■ GIVEN INSTRUCTION:
Reproduce word for word the lines from the one containing "Mark the region of each instance of the wooden" through the one containing "101 299 L 98", with both of those lines included.

Contour labeling entries:
————————
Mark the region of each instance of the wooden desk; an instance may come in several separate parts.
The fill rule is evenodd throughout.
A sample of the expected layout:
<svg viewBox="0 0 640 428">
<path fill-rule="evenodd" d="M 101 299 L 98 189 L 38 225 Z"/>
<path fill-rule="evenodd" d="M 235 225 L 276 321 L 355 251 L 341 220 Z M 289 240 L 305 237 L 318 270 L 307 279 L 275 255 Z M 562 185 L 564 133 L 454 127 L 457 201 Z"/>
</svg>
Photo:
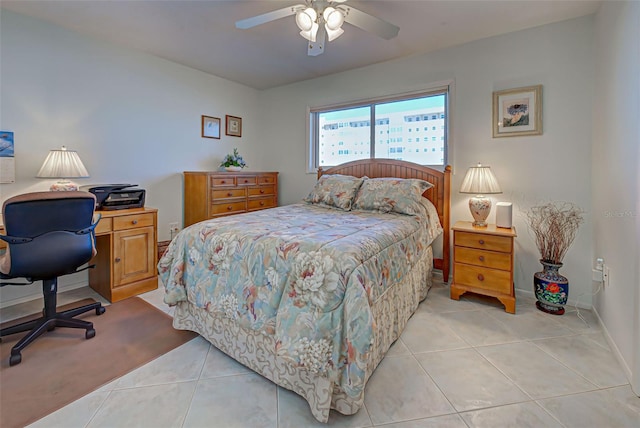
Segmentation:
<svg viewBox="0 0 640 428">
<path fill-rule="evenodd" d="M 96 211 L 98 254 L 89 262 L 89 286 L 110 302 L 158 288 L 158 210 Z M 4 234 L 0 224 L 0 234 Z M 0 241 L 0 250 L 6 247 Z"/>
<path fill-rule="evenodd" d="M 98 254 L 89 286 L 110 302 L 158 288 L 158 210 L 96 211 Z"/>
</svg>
————————
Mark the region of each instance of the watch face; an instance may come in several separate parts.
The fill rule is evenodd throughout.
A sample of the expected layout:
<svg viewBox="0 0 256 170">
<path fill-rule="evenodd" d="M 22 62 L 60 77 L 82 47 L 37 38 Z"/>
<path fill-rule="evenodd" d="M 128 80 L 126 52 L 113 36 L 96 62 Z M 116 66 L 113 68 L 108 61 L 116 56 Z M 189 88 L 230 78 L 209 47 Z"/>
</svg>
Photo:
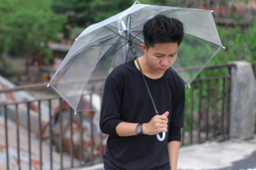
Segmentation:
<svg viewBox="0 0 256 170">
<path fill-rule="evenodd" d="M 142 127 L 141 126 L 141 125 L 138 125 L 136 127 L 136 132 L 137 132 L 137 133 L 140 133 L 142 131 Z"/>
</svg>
————————
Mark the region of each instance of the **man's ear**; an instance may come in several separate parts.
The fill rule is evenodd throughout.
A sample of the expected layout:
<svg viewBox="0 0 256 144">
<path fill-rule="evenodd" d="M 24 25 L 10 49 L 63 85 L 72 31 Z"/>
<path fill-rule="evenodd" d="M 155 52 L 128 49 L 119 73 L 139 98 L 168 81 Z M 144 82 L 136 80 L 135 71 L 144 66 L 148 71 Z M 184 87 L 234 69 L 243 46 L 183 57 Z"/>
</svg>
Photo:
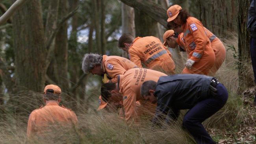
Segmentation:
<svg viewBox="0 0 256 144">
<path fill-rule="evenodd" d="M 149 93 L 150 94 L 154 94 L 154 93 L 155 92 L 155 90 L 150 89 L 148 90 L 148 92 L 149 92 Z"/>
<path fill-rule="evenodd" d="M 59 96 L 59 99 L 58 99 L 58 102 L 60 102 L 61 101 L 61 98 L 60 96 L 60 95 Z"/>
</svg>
————————
■ RESULT OF THIS EXERCISE:
Mark the region of each instance of the wooden desk; an instance may come in several separate parts.
The fill rule is evenodd throughout.
A sample of the expected layout:
<svg viewBox="0 0 640 428">
<path fill-rule="evenodd" d="M 101 299 L 98 189 L 38 225 Z"/>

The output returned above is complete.